━━ Records for this exercise ━━
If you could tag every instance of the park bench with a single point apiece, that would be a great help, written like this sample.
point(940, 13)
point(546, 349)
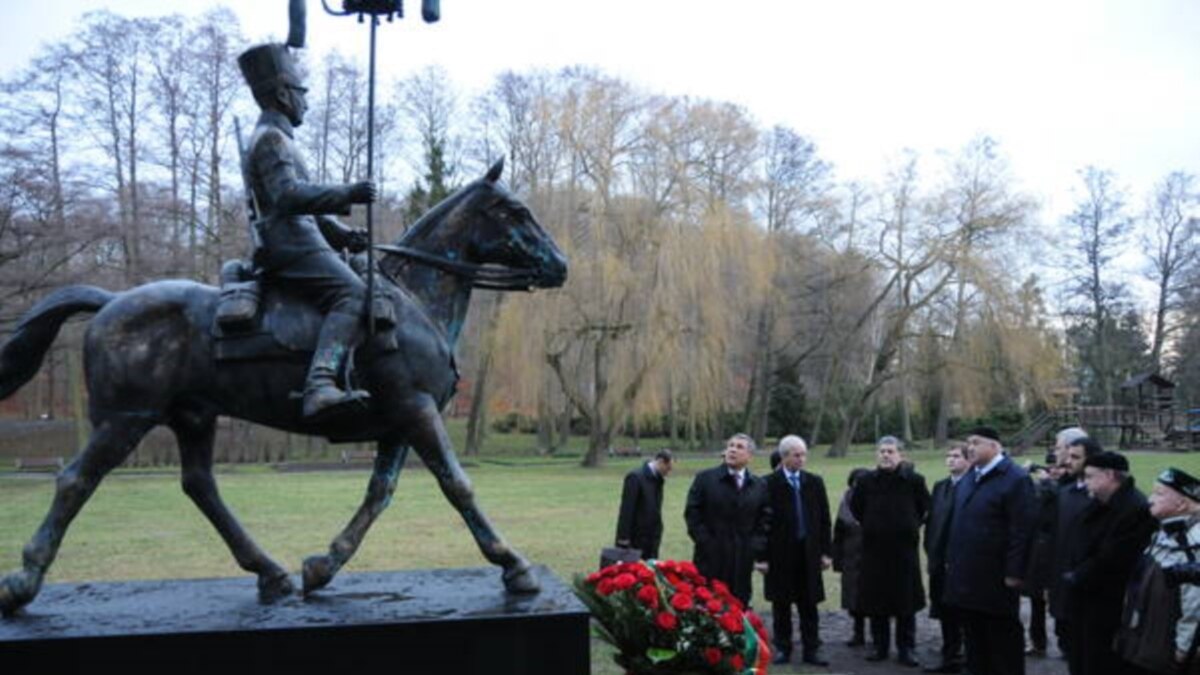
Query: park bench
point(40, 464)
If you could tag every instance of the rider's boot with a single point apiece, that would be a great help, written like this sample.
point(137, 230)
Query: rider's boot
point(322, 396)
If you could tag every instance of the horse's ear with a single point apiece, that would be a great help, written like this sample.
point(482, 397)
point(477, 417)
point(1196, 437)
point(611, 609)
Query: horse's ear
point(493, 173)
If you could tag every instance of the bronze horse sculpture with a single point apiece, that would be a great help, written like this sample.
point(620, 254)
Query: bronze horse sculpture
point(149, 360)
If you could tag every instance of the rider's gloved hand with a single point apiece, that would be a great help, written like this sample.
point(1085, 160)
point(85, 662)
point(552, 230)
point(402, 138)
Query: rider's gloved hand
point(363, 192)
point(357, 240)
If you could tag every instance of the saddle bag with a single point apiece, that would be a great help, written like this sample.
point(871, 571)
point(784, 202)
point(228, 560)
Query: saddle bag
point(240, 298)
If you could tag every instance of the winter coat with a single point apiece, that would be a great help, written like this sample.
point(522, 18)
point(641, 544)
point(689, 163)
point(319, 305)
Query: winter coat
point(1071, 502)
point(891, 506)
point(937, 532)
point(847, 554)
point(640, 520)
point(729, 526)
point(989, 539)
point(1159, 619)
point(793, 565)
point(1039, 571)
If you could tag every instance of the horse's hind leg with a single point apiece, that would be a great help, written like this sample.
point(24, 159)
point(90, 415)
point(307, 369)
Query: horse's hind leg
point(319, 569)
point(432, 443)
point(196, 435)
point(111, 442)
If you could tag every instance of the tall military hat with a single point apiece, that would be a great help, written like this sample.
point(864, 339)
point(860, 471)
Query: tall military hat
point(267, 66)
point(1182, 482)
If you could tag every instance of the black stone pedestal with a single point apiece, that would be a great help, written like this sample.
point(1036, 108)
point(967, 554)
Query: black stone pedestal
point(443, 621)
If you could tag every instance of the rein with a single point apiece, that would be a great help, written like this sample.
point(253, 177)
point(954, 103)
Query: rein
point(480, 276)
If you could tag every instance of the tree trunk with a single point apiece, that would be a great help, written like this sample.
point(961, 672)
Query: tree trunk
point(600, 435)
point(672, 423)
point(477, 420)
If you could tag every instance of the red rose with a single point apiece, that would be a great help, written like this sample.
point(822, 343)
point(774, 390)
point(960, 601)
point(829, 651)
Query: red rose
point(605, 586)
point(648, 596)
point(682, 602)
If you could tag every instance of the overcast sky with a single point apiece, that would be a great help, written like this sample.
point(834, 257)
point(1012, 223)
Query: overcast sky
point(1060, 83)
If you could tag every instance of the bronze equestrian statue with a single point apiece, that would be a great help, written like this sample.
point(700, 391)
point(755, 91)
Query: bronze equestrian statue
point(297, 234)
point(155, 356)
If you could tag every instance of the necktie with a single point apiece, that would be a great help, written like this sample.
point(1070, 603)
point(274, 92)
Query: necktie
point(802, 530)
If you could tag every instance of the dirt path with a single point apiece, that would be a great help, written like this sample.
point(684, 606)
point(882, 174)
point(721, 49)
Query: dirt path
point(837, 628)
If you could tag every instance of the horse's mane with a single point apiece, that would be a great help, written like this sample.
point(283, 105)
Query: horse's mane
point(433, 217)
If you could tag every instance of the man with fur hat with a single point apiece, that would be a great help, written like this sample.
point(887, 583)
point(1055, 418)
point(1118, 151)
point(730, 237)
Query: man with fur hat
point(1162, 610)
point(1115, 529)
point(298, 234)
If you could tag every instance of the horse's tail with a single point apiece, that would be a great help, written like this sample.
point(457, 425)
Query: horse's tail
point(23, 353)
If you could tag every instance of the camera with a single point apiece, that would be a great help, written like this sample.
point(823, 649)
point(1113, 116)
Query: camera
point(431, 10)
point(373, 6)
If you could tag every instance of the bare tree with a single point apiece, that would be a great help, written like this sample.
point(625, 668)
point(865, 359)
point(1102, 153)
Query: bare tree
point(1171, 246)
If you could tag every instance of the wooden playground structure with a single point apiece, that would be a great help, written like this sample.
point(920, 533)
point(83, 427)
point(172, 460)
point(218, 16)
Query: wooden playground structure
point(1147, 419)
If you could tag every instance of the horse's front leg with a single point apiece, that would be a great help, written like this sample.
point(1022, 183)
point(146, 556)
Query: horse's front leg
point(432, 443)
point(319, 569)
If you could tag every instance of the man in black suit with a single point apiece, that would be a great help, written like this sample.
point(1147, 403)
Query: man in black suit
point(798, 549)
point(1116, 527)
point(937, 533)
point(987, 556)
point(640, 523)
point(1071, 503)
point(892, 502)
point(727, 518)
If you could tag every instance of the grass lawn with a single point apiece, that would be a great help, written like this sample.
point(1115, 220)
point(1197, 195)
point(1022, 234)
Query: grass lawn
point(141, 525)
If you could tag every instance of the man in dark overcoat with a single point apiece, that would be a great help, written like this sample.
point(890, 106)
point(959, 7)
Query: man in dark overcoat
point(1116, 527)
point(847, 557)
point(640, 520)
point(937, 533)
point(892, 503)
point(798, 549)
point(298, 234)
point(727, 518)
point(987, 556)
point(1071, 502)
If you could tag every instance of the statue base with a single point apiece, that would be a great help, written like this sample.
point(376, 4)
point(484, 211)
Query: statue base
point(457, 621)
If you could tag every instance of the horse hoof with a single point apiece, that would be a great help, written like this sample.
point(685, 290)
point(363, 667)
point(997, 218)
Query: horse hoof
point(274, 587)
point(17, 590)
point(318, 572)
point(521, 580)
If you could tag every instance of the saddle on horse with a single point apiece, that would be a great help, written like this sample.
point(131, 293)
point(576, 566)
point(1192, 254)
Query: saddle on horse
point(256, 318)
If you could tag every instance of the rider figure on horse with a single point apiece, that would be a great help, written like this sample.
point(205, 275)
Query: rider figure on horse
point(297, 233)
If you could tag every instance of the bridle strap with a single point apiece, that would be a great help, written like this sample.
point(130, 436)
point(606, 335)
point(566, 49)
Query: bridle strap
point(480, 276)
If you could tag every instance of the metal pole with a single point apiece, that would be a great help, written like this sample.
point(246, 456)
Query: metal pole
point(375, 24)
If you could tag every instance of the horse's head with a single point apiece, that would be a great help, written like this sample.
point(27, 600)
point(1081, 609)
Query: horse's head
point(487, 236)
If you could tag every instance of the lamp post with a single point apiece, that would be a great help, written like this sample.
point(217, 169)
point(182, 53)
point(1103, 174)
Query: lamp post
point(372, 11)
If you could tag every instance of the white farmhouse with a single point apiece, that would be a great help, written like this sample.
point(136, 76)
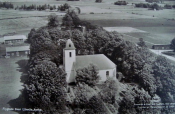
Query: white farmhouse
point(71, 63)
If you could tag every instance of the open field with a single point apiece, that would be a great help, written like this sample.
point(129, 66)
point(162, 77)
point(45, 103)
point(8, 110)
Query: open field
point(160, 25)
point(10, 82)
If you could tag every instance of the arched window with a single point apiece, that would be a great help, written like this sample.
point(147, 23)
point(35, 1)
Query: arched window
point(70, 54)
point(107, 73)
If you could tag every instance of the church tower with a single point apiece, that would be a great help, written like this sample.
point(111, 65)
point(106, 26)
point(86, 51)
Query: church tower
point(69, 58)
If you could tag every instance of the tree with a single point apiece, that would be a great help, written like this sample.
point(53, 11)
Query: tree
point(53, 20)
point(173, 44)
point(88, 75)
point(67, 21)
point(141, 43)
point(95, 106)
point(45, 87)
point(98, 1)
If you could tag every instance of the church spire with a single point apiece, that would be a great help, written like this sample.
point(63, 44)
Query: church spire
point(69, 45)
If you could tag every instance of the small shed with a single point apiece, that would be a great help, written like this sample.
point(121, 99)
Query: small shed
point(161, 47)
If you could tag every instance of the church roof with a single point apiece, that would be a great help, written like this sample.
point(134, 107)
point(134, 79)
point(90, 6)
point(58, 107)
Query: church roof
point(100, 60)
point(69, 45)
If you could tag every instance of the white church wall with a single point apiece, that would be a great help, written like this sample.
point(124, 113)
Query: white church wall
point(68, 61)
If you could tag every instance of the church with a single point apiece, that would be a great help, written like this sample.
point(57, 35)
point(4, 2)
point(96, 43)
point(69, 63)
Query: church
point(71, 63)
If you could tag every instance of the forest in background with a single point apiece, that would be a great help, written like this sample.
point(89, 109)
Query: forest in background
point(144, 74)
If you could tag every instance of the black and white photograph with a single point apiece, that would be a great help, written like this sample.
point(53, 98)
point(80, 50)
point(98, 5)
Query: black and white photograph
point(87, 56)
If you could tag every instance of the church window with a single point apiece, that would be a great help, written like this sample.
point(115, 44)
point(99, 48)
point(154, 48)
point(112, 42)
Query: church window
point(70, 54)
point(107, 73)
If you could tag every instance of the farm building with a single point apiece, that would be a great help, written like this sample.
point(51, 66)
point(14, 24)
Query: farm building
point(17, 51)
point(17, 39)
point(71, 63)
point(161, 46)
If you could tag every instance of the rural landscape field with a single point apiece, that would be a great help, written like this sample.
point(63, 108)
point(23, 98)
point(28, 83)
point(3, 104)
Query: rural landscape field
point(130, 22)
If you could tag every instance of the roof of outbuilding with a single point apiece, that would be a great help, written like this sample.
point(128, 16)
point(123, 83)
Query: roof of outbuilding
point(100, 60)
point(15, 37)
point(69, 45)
━━━
### What to work on
Update the data items starting at the first one and ending at the line containing "point(149, 360)", swapping each "Query" for "Target" and changing nothing else. Leave the pictures out of your answer.

### Solution for this problem
If you could tag every instance of the park bench with a single point apiece, that would be a great help, written like this sample.
point(940, 13)
point(546, 349)
Target: park bench
point(40, 464)
If you could tag every instance of the rider's boot with a single point apiece, that would be a great help, written like this sample.
point(137, 230)
Target: rider's boot
point(322, 396)
If you could tag every instance of the horse's ear with a single point apiece, that would be a great help, written like this sample.
point(482, 397)
point(477, 417)
point(1196, 437)
point(611, 609)
Target: horse's ear
point(493, 173)
If you could tag every instance of the bronze horse sculpture with a single point apiece, that would be a great help, written like this sample.
point(620, 254)
Target: bronze horse sculpture
point(149, 360)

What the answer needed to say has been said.